Short task: Sum up the employment agreement in two sentences.

Text block:
------------------------------------------------

SENIOR EXECUTIVE EMPLOYMENT AGREEMENT
THIS SENIOR EXECUTIVE EMPLOYMENT AGREEMENT, dated July 30, 2004 is
by and between TYSON FOODS, INC., a corporation organized under the
laws of Delaware (the "Company"), and Donald J. Tyson
("Employee").
WITNESSETH :
WHEREAS, following Employee's retirement from full time employment
with the Company on October 19, 2001, the Company and Employee
entered into a Senior Executive Employment Agreement dated as of
such date (the "Original Agreement") pursuant to which Employee
agreed to furnish advisory services to the Company upon the terms,
provisions and conditions therein provided;
WHEREAS, since October 2001, Employee has provided substantial,
unique and continuing assistance to the Company; and
WHEREAS, the Employee wishes to continue to furnish advisory
services to the Company and the Company wishes to continue to
receive such services, upon the modified terms, provisions and
conditions herein provided;
NOW, THEREFORE, in consideration of the foregoing and of the
agreements hereinafter contained, the parties hereby agree as
follows:
1. The Original
Agreement is hereby terminated as of the date hereof. The
term of this Agreement (the "Term") shall begin the date hereof and
end October 19, 2011.

------------------------------------------------

(Entries from a pointing dataset)
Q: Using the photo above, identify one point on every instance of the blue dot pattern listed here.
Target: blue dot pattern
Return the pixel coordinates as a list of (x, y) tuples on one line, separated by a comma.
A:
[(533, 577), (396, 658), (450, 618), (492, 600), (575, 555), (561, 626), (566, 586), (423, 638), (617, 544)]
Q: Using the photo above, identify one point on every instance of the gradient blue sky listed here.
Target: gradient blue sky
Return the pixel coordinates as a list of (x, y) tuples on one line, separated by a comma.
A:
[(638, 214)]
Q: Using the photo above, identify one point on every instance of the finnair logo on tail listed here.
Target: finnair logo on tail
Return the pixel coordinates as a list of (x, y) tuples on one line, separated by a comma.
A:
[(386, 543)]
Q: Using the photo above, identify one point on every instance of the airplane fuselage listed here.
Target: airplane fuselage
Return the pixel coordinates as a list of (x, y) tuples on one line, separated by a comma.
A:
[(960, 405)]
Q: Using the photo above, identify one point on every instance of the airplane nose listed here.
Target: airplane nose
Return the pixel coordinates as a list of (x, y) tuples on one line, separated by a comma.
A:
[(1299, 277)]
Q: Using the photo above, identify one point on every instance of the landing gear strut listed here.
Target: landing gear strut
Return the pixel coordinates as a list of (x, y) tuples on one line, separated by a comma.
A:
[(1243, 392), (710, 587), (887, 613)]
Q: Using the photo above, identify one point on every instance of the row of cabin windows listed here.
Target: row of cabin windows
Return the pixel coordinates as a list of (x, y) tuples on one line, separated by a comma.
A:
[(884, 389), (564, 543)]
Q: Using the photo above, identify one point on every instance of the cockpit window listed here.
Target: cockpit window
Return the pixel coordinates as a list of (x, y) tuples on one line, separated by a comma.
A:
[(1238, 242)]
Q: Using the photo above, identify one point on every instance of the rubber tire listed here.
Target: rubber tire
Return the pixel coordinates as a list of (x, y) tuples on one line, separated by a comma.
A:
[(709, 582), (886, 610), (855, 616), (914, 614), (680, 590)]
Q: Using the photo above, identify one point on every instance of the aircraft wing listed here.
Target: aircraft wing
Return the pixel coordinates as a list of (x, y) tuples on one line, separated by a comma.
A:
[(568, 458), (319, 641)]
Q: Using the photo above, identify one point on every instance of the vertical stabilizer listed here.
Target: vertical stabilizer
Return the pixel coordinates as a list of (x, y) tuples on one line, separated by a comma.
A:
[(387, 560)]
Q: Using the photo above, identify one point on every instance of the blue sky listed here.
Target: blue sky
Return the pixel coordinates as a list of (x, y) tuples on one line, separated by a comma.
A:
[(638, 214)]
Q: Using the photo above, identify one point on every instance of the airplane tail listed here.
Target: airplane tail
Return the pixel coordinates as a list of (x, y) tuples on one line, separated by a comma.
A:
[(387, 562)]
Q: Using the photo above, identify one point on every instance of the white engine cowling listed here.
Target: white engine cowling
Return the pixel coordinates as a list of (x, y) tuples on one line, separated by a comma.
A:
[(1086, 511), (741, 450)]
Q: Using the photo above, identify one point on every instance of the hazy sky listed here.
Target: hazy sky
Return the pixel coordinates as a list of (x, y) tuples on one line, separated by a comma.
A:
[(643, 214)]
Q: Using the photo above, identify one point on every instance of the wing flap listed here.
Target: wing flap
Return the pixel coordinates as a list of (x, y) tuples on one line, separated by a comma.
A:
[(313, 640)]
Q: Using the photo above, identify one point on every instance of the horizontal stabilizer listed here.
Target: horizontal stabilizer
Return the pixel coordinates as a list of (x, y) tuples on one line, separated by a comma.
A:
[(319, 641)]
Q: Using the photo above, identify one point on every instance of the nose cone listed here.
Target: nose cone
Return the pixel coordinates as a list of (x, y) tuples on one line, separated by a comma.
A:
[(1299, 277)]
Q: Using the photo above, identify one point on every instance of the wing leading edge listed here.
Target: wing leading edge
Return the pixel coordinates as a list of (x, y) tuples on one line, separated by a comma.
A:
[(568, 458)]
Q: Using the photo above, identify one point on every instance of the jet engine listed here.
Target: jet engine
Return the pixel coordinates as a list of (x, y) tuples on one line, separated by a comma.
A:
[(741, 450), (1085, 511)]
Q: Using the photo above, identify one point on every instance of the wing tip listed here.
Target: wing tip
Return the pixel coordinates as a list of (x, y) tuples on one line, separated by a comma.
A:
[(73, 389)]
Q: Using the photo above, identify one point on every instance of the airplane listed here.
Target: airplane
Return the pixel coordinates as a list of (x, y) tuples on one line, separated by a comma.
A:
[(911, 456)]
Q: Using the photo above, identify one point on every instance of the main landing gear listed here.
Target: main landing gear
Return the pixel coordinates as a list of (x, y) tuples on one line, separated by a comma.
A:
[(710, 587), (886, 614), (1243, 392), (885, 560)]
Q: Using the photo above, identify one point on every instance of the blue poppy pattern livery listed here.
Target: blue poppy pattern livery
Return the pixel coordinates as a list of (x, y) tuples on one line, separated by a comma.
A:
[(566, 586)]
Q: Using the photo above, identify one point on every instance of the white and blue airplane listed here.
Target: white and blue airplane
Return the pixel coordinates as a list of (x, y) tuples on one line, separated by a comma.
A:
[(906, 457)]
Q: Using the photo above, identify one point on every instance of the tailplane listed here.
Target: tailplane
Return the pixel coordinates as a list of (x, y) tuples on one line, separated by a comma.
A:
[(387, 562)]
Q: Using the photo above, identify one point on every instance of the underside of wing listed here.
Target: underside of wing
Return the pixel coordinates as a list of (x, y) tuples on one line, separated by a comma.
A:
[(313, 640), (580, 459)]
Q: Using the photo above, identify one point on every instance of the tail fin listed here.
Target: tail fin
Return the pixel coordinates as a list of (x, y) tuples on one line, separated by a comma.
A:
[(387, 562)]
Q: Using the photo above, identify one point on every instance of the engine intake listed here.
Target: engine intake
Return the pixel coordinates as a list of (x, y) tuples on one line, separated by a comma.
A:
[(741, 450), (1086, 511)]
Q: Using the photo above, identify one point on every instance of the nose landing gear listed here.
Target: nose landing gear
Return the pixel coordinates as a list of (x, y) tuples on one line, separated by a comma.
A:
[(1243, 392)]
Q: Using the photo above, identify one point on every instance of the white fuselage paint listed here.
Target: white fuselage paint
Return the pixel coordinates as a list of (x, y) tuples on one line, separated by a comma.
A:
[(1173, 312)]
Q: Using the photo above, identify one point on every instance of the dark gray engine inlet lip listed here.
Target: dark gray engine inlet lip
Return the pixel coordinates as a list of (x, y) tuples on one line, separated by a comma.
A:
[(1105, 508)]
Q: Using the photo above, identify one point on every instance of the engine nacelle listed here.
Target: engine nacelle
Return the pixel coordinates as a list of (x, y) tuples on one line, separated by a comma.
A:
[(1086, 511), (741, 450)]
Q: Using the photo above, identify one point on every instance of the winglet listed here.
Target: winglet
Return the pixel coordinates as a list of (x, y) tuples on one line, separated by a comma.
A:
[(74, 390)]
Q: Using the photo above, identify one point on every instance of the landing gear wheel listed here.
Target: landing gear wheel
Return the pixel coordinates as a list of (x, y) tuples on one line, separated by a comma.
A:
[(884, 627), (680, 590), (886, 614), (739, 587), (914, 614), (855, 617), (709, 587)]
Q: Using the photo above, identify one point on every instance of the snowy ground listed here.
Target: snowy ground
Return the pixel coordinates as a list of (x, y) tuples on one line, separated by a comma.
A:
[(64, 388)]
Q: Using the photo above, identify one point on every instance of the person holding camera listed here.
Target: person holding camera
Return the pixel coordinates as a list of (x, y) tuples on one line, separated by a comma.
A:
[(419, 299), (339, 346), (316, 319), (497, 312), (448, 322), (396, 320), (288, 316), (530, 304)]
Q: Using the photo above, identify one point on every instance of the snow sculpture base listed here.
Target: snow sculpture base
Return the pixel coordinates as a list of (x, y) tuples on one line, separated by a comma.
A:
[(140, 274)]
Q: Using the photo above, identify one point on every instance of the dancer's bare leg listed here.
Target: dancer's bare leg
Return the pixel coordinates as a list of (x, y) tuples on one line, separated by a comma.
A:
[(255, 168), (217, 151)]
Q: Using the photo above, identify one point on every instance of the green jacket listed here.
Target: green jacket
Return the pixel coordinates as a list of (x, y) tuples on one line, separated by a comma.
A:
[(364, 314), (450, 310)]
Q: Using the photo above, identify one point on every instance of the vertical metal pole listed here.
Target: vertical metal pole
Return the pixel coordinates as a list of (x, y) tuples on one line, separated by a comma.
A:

------------------------------------------------

Final answer: Dated July 30, 2004, the agreement between Tyson Foods, Inc. and Donald J. Tyson recounts that, after Donald J. Tyson retired from full-time employment with the company on October 19, 2001, the two parties signed an Original Agreement for advisory services, and that Donald J. Tyson has since given the company substantial, unique and continuing assistance. Both parties wish the advisory services to continue on modified terms, so the agreement terminates the Original Agreement as of its date and sets a term running from that date to October 19, 2011.